**Work instruction A**. In the article on NHS England and homeopathy prescriptions, what percentage decline in homeopathic prescribing in primary care does the DH spokesperson cite?
**Work instruction B**. Reproduce everything in the homeopathy article from "In 2017, NHS" down to "is better used.".

*** Opening Selected extract ***

NHS England has said it is going to ‘formally request’ that the Government ban GPs from prescribing homeopathy.
In 2017, NHS England published guidance to stop prescriptions for 18 low clinical priority treatments including homeopathy given the lack of ‘clear or robust evidence’.
In addition to existing guidelines, NHS England has now said it will ‘formally’ request the Department of Heath and Social Care (DHSC) to blacklist homeopathy to make sure available funding is better used.
If the DHSC go along with NHS England’s recommendation, then homeopathy would no longer legally be prescribed in primary care settings.
An NHS England spokesperson said: ‘The NHS has issued guidance making it clear to GPs that homeopathy should not be prescribed, and to give further legal force to this we will now be formally requesting that the Department of Health blacklist it so that funds cannot be wasted in this way.’
A DH spokesperson said: ‘We expect GPs to prescribe treatments for the clinical benefit of their patients. In line with the clinical evidence on the effectiveness of homeopathy, NHS England issued guidance to prescribers on the use of various items of low clinical value, which has resulted in a decline of homeopathic prescribing in primary care of 52%.

*** Closing Selected extract ***
*** Opening Supplied information ***

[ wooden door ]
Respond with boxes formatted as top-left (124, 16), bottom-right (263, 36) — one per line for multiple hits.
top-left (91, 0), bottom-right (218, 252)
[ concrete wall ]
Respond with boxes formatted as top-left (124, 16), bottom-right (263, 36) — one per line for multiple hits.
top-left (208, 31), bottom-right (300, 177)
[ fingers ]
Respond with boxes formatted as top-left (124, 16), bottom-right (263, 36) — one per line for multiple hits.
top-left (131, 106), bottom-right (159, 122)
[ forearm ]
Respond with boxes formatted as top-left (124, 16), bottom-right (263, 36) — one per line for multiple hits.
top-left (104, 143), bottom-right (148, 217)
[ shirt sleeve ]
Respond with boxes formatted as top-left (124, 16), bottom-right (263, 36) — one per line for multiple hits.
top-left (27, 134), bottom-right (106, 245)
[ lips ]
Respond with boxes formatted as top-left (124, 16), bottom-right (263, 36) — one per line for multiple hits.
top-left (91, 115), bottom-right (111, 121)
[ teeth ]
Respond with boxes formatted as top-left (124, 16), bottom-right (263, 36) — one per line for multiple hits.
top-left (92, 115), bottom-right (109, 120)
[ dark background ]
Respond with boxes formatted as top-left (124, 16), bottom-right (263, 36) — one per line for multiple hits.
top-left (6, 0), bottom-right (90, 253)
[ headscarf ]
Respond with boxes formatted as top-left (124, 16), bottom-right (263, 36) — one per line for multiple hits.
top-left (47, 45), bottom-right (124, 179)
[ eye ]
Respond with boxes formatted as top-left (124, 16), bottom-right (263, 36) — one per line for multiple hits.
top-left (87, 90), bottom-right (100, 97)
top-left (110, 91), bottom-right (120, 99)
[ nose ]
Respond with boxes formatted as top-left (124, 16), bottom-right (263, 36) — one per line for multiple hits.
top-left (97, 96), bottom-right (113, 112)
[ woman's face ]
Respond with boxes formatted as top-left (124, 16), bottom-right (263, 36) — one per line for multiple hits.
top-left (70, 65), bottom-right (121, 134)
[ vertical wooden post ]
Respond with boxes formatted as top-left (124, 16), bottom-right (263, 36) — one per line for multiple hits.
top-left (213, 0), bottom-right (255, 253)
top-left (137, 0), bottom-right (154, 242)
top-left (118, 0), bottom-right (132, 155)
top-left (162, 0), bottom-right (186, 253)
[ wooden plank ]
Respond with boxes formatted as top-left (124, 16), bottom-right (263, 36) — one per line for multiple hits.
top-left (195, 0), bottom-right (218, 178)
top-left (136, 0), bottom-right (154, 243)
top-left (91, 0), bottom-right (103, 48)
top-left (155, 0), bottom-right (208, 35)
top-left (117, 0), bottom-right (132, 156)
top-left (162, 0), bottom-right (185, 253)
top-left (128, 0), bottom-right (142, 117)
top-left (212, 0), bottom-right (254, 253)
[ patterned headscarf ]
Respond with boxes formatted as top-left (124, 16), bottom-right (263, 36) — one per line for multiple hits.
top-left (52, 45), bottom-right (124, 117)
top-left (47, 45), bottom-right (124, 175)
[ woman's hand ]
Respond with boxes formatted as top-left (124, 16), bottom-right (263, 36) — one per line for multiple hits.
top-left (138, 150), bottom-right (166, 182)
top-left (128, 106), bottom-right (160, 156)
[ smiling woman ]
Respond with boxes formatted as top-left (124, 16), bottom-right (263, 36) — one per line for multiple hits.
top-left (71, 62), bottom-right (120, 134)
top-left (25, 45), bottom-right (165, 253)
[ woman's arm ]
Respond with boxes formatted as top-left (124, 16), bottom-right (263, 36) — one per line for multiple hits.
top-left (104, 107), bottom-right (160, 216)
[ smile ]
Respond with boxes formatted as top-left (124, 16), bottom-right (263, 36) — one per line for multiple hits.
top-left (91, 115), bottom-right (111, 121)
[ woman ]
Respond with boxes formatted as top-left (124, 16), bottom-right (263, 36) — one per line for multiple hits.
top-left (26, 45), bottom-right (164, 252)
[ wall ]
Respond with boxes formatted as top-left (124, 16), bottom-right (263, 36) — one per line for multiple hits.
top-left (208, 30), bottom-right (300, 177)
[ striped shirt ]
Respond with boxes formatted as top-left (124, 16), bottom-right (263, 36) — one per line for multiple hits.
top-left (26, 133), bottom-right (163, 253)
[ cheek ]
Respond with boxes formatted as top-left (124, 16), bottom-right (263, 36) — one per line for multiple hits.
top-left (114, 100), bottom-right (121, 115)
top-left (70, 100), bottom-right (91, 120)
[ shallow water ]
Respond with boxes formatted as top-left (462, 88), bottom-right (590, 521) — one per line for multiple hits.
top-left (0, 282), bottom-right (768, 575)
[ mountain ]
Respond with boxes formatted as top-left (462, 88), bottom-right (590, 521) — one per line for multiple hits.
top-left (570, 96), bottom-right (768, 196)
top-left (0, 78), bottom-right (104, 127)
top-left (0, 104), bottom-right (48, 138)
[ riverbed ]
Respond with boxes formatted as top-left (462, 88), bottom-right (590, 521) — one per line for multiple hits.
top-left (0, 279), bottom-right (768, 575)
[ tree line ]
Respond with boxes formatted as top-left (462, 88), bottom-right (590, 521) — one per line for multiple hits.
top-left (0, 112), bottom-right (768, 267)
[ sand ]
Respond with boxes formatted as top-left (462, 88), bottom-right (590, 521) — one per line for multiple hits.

*** Closing Supplied information ***

**Exercise solution A**. 52%

**Exercise solution B**.
In 2017, NHS England published guidance to stop prescriptions for 18 low clinical priority treatments including homeopathy given the lack of ‘clear or robust evidence’.
In addition to existing guidelines, NHS England has now said it will ‘formally’ request the Department of Heath and Social Care (DHSC) to blacklist homeopathy to make sure available funding is better used.